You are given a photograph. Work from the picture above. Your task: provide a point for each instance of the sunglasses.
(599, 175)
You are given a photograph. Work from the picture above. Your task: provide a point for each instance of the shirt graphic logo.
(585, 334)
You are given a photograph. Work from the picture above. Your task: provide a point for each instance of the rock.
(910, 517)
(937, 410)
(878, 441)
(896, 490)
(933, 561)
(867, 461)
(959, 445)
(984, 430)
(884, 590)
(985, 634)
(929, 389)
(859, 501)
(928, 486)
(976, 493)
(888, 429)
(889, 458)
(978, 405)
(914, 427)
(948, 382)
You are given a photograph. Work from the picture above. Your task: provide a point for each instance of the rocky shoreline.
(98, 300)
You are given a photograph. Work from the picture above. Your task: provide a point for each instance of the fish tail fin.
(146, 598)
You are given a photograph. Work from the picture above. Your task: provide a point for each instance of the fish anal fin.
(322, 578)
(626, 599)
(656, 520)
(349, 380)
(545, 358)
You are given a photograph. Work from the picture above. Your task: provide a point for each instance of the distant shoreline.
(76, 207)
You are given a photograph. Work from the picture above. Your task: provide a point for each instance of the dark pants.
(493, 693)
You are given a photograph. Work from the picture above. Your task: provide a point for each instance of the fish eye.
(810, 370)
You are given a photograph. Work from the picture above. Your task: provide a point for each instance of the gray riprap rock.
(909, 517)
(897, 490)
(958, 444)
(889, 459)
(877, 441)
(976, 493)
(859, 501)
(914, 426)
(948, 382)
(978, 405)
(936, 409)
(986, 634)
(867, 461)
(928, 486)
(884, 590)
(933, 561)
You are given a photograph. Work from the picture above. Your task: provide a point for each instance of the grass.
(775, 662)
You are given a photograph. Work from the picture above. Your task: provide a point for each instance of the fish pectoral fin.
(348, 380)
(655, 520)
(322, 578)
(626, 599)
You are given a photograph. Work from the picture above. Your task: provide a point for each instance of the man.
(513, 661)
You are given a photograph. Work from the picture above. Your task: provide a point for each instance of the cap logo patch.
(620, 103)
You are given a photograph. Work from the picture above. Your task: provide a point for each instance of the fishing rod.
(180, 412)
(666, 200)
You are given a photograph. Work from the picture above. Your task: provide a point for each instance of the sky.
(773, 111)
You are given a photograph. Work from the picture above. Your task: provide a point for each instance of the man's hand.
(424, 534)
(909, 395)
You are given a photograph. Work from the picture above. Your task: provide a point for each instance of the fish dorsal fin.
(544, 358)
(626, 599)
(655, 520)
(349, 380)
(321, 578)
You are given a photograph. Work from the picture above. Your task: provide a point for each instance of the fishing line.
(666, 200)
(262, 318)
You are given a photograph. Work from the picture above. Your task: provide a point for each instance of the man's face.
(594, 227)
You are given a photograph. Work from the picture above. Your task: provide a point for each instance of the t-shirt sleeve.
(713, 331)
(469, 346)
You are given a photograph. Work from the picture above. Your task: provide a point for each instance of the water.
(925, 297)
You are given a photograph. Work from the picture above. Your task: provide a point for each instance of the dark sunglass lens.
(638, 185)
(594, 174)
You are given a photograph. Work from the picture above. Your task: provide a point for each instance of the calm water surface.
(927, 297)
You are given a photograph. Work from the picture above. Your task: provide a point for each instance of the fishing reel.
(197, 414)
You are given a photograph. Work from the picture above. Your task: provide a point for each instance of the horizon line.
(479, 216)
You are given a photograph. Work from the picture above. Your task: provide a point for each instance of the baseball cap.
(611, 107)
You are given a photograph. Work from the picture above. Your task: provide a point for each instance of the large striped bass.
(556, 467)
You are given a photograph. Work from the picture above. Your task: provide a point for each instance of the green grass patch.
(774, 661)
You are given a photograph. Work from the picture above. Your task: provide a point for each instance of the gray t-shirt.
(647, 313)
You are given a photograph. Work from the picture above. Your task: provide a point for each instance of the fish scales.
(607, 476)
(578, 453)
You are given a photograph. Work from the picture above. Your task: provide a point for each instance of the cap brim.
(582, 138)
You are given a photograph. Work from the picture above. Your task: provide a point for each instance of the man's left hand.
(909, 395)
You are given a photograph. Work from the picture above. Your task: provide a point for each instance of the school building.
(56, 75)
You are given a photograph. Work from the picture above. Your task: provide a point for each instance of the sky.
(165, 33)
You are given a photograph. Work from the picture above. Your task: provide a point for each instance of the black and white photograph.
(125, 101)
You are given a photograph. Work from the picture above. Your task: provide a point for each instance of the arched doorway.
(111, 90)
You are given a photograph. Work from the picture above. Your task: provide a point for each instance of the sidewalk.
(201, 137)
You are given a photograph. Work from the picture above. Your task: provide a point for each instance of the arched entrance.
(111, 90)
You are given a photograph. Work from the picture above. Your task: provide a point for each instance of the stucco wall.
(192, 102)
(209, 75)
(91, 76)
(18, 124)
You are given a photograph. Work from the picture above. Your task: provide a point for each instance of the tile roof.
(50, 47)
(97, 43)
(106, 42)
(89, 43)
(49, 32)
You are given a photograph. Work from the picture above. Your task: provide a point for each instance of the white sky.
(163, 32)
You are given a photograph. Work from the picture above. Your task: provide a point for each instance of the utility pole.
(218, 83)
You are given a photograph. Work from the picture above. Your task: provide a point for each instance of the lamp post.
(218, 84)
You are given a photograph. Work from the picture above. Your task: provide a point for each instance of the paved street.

BRIEF =
Retype the data shown above so that each line matches the original.

SOLUTION TO THE EXERCISE =
You are given a photograph. Work from the picture above. Your task: provide a point for each instance of the sunglasses.
(599, 175)
You are given a photograph. Work from the picture above. Your task: provide a point for each instance of the shirt graphic logo.
(585, 334)
You are given a photograph. Work from the picture above. Your task: provide a point for each instance of the rock.
(910, 517)
(937, 410)
(878, 441)
(896, 490)
(933, 561)
(867, 461)
(959, 445)
(984, 430)
(884, 590)
(985, 634)
(929, 389)
(859, 501)
(928, 486)
(976, 493)
(888, 429)
(889, 458)
(978, 405)
(914, 427)
(948, 382)
You are given a photograph. Work from the picture above. Your task: provide a point for each instance of the rocky shoreline.
(98, 300)
You are given a photograph. Work from the picture above. Your task: provide a point for each instance of the fish tail fin.
(146, 598)
You are given a photograph. Work from the picture above. Your task: provide a point for each instance of the fish anal fin.
(322, 578)
(626, 599)
(656, 520)
(349, 380)
(545, 358)
You are given a photograph. Work from the picture above. Your task: provide a point for each instance of the distant shoreline.
(76, 207)
You are given a photograph. Work from the picture above. Your task: provide a point for each instance of the dark pants.
(493, 693)
You are given a photograph. Work from the picture above. Your task: provide a point for each instance of the fish eye.
(810, 370)
You are given a photograph. Work from the picture above. Your task: provide a point for each instance of the gray riprap rock.
(909, 517)
(897, 490)
(958, 444)
(889, 459)
(877, 441)
(976, 493)
(859, 501)
(914, 426)
(948, 382)
(978, 405)
(936, 409)
(986, 634)
(867, 461)
(928, 486)
(884, 590)
(933, 561)
You are given a photograph. Work from the picture above. Your task: provide a point for each instance of the grass.
(775, 662)
You are given a photograph. Work from the picture above. Your task: provide a point for each instance of the fish pectoral fin.
(348, 380)
(655, 520)
(322, 578)
(626, 599)
You are given a photograph. Work from the picture above. Your task: provide a point for each instance of the man.
(513, 661)
You are given a photograph. Work from the picture above. Your task: provide a point for each instance of the cap logo patch.
(620, 103)
You are given a photograph. Work from the picture above. Your task: provide a point for each instance of the fishing rod.
(180, 412)
(666, 200)
You are given a photograph. Work from the picture above. Your task: provide a point for each instance of the sky.
(773, 111)
You are given a photograph. Work from the picture above. Your task: provide a point for each instance of the man's hand.
(424, 534)
(909, 395)
You are given a photograph. Work from the picture above. Your task: provide a point for each instance of the fish dorsal fin.
(544, 358)
(626, 599)
(655, 520)
(349, 380)
(321, 578)
You are given a photograph. Work from the picture above. Your task: provide a point for each instance of the fishing line.
(666, 200)
(262, 318)
You are given a photograph. Work from the picture above. Your task: provide a point for each instance of the man's face.
(594, 227)
You are given a photograph. Work from the picture above. Your task: provide a point for each instance of the t-shirt sleeve.
(713, 331)
(469, 346)
You are given a photograph. Work from the picture above. Your task: provide a point for each instance of the water.
(925, 297)
You are given a photograph. Work from the picture above. Your task: provide a point for each instance of the dark sunglass lens.
(638, 185)
(594, 174)
You are given a photograph. Work from the picture above. Your task: provide a point for each instance of the calm water surface.
(927, 297)
You are given a photograph. Work from the picture above. Your task: provide a point for each instance of the fishing reel.
(197, 414)
You are given a photograph. Work from the picture above. Your task: provide a point for each instance of the horizon line.
(479, 216)
You are given a photograph. Work from the picture above. Your task: provide a point for each instance of the baseball cap.
(611, 107)
You are given a photograph. Work from the picture above. Your task: provide a point for each instance of the large striped bass.
(556, 467)
You are given a photograph. Work from the picture above. Your task: provide a point for each instance of the green grass patch.
(774, 661)
You are given a photograph. Work from the picture above. Your task: provide a point for each instance of the gray t-shirt.
(647, 313)
You are given a photograph. Work from the picture above. Your task: provide a point for each instance of the fish scales.
(607, 476)
(578, 453)
You are given a photograph. Work from the picture above. Your task: provide a point for each instance of the cap brim.
(582, 138)
You are given a photograph. Work from the picture above. Your task: provide a point for each instance of the man's left hand.
(909, 395)
You are given a photograph. Work from the picture above. Your task: provide a point for each instance of the school building.
(56, 75)
You are given a photograph. Work from the picture above. Your task: provide a point for each instance of the sky.
(165, 33)
You are given a photograph. Work from the picture above. Your task: provide a point for each instance of the black and white photograph.
(125, 101)
You are given a photograph. Work from the picture above. Your task: provide a point for each instance of the arched doorway.
(111, 90)
You are given a photograph. Work from the picture above. Your task: provide a point for each instance of the sidewalk.
(201, 137)
You are given a photograph. Work from the picture above. Your task: provide a point for each instance of the arched entrance.
(111, 90)
You are given a photograph. Work from the picture above. Your task: provide a point for each instance of the stucco wall.
(192, 102)
(209, 75)
(91, 76)
(18, 124)
You are given a photograph. Work from the picture above. Your task: provide a point for each instance of the tile roof.
(50, 47)
(97, 43)
(106, 42)
(89, 43)
(49, 32)
You are given a photograph. Work from the picture above. Your task: provide a point for each instance of the white sky.
(163, 32)
You are given a photograph. Work from the picture above. Your task: provide a point for each instance of the utility pole.
(218, 83)
You are given a photograph. Work from the picture above. Your task: provide a point for each instance of the lamp post.
(218, 84)
You are given a photograph. Work from the picture above. Your task: provide a point for each instance of the paved street.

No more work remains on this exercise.